THE TASK: Report every line below that contains the word "clicks", copying each such line in full.

RECORDS:
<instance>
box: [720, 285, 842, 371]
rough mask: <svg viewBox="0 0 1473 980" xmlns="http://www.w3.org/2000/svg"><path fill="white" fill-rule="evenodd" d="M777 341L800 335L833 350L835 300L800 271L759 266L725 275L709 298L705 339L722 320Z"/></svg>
* * *
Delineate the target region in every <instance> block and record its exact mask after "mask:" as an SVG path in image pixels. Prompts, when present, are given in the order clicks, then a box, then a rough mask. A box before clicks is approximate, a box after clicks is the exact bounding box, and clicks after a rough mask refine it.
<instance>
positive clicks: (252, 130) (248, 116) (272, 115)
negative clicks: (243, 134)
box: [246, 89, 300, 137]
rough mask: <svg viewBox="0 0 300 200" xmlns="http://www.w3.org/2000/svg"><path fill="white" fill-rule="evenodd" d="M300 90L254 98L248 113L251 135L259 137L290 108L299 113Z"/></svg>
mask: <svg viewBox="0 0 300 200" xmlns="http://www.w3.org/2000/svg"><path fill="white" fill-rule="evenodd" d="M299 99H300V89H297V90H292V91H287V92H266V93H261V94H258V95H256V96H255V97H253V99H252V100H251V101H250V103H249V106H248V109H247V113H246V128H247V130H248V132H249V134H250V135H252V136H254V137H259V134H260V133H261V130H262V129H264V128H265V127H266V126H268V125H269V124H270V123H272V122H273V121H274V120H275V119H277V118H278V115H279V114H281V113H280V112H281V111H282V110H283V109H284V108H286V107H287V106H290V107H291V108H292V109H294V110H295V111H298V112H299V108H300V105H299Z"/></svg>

EXERCISE RESULT:
Delineate the target region in every <instance> block and record its exact mask after "mask:" as an SVG path in image pixels. Prompts, when present, are given in the order clicks, then a box, then a rough mask. A box before clicks is approximate, a box after clicks is the exact bounding box, and clicks after a rough mask refine it.
positive clicks: (252, 130) (248, 116) (272, 115)
negative clicks: (243, 134)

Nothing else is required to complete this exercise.